◆ Texte choisi:
──────────
[VU] OFF19 : Cherchez la faute ! Et la déjouer… à La Manufacture
On a tous nos madeleines. L’heure des choix de spectacles pour des traversées singulières et personnelles du festival le révèle très souvent. François Rancillac, metteur en scène aujourd’hui à la tête de la compagnie Théâtre sur paroles après avoir longtemps dirigé La Comédie de Saint-Etienne puis le théâtre de l’Aquarium, a été des premiers à me faire découvrir les pièces de Jean-Luc Lagarce. Pour cela, je lui dois beaucoup et le tiens pour un grand homme de théâtre. J’ai plaisir et vous aurez plaisir à coup sûr à le découvrir ou à le redécouvrir dans la programmation de la manufacture, au château de Saint-Chamand (accessible par la navette au départ de la manufacture intramuros à 10h45) pour une proposition singulière : Cherchez la faute ! d’après Marie Balmary.
──────────
Prolongez le texte sur le spectacle « Cherchez la faute ! » à partir de sa dernière phrase.
──────────
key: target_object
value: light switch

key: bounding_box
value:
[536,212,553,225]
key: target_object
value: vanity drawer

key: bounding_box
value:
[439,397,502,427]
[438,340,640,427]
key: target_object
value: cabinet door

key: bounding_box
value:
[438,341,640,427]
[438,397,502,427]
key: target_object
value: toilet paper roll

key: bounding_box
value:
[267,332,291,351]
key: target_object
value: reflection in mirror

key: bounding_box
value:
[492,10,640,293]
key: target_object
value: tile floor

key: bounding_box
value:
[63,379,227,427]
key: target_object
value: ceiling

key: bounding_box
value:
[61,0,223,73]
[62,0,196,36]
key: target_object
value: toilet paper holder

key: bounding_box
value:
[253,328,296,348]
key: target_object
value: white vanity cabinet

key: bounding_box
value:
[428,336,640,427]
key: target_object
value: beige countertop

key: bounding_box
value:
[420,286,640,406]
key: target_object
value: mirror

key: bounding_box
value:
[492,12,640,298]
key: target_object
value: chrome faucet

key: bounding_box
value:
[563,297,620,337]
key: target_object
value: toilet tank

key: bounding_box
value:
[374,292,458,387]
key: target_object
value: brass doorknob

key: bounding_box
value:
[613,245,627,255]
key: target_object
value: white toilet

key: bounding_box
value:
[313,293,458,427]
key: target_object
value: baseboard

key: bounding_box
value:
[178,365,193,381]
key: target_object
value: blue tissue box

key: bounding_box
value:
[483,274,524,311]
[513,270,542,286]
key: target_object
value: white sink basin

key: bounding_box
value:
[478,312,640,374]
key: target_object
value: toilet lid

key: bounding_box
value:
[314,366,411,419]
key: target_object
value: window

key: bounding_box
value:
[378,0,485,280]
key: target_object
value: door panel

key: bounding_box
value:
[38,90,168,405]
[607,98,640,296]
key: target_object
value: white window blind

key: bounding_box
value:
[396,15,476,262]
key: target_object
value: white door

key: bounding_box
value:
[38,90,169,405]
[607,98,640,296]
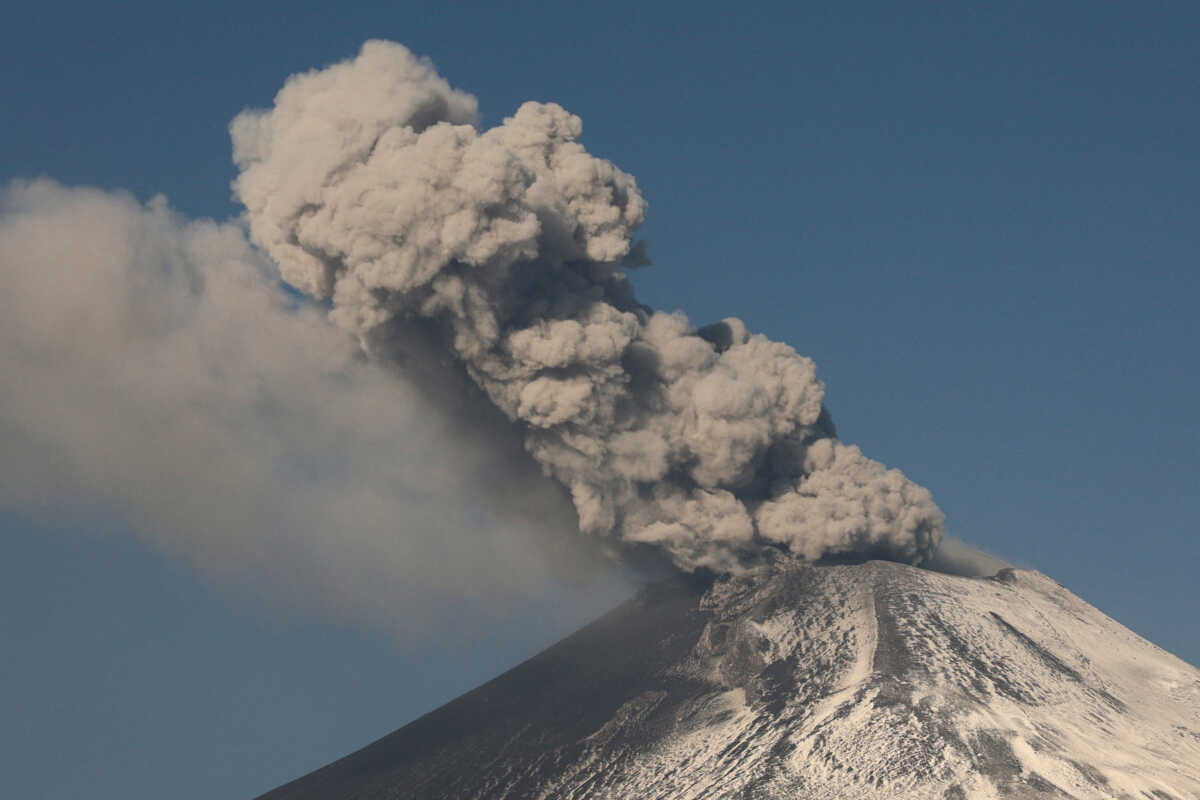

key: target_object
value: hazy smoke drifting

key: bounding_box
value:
[0,181,624,636]
[232,42,943,570]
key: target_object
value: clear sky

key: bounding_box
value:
[0,0,1200,799]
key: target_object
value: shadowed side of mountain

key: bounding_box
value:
[255,558,1200,800]
[260,577,708,800]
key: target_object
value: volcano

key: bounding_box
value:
[263,559,1200,800]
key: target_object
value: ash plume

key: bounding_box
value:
[0,180,624,642]
[230,41,943,571]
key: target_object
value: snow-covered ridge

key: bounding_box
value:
[255,560,1200,800]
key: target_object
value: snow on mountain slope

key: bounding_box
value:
[258,559,1200,800]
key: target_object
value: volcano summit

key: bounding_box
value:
[263,558,1200,800]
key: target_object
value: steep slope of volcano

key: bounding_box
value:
[255,560,1200,800]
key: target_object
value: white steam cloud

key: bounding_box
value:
[0,42,943,628]
[232,42,943,570]
[0,181,624,631]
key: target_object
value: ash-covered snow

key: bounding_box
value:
[258,560,1200,800]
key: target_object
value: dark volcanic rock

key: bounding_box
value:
[255,561,1200,800]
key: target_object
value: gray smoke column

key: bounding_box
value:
[232,41,943,571]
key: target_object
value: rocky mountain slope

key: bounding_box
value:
[255,559,1200,800]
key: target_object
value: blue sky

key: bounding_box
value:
[0,2,1200,799]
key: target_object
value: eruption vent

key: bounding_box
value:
[232,41,943,571]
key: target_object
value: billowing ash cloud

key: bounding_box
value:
[0,181,633,637]
[232,42,943,570]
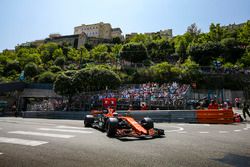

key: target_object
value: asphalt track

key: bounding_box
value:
[0,117,250,167]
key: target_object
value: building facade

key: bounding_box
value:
[126,29,173,39]
[74,22,122,39]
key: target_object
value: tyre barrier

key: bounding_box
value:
[118,110,197,123]
[22,109,234,124]
[118,109,234,124]
[22,111,88,120]
[196,109,234,124]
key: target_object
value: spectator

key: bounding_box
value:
[242,102,250,120]
[141,103,147,111]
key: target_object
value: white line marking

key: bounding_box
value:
[219,131,228,133]
[8,131,75,139]
[165,126,184,132]
[234,129,241,132]
[0,137,48,146]
[178,131,187,133]
[39,128,93,134]
[56,126,90,130]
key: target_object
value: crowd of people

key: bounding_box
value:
[88,82,189,107]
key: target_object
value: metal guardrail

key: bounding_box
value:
[118,110,197,123]
[22,110,197,123]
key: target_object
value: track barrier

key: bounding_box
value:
[19,109,234,124]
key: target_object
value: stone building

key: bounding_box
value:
[74,22,122,39]
[126,29,173,39]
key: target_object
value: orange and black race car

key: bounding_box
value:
[84,98,164,137]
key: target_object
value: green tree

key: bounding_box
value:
[53,71,76,110]
[54,57,66,68]
[91,44,115,63]
[208,23,223,42]
[52,48,64,60]
[175,38,188,61]
[67,48,80,61]
[39,42,58,63]
[49,66,62,73]
[239,20,250,45]
[24,63,38,78]
[74,67,121,93]
[38,71,55,83]
[221,38,245,64]
[120,43,149,63]
[128,34,152,45]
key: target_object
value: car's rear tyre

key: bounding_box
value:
[141,117,154,130]
[106,118,118,137]
[84,115,94,127]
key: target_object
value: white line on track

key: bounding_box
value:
[56,126,90,130]
[8,131,75,139]
[219,131,229,133]
[234,129,241,132]
[165,126,184,132]
[0,137,48,146]
[178,131,187,133]
[39,128,93,134]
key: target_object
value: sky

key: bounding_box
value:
[0,0,250,52]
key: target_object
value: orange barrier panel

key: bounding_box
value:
[196,109,234,124]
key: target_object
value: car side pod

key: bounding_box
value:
[84,115,94,127]
[106,117,119,137]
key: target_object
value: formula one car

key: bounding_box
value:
[84,99,164,137]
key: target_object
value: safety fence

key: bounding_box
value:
[196,109,234,124]
[19,110,234,124]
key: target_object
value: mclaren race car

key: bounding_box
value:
[84,99,164,137]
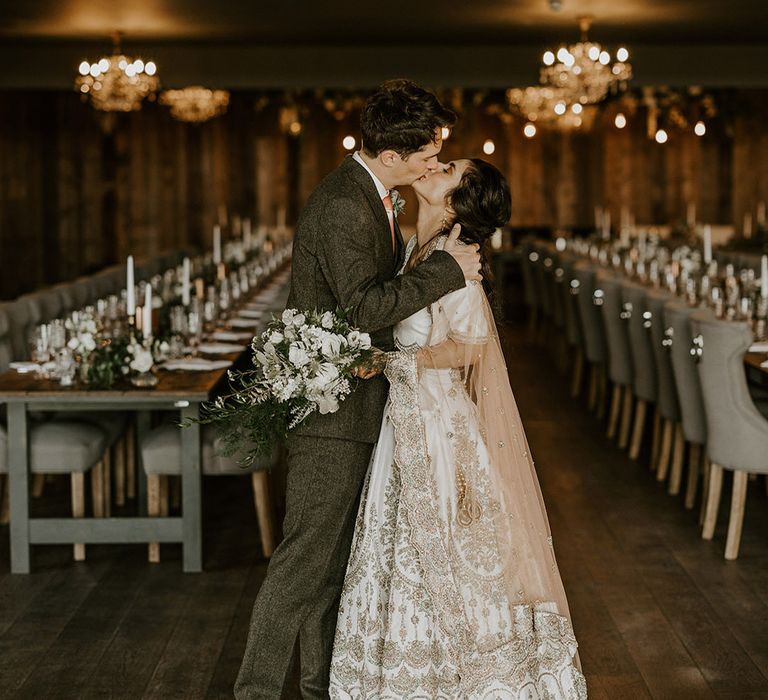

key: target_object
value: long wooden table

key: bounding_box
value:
[0,270,287,574]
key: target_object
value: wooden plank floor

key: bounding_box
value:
[0,320,768,700]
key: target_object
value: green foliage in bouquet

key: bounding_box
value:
[183,309,378,467]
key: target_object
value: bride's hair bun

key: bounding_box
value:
[450,158,512,247]
[449,158,512,311]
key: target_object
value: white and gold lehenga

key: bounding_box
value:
──────────
◆ Résultat obtenu:
L’affiche du spectacle aura peut-être aussi retenu votre attention. Elle est simple mais très explicite : une pomme (le fruit défendu), épluchée (on a épluché les textes) et la pelure de pomme qui enrubanne le fruit juteux et attirant, est taillée à son extrémité en forme de tête de serpent. Nous voici donc plongé donc dans l’histoire que tout le monde connaît : malgré l’expresse recommandation du divin jardinier, Adam et Eve osent manger de l’arbre interdit. Ils sont chassés du paradis terrestre et sont condamnés pour des siècles et des siècles à la douleur, au dur labeur et à la mort. Tout ce qui fonde notre vieille civilisation judéo-chrétienne : au début était le péché, la honte, la punition,…
Un jardin
On prend donc la navette pour arriver dans un jardin, un verger où sont disposées en carré sous un arbre à l’air libre des tables couvertes de bouquins pouvant accueillir environ 40 places doublées d’un autre carré de chaises pour d’autres spectateurs participant d’une séance simulant un séminaire d’herméneutique sur le chapitre 1 de La Genèse.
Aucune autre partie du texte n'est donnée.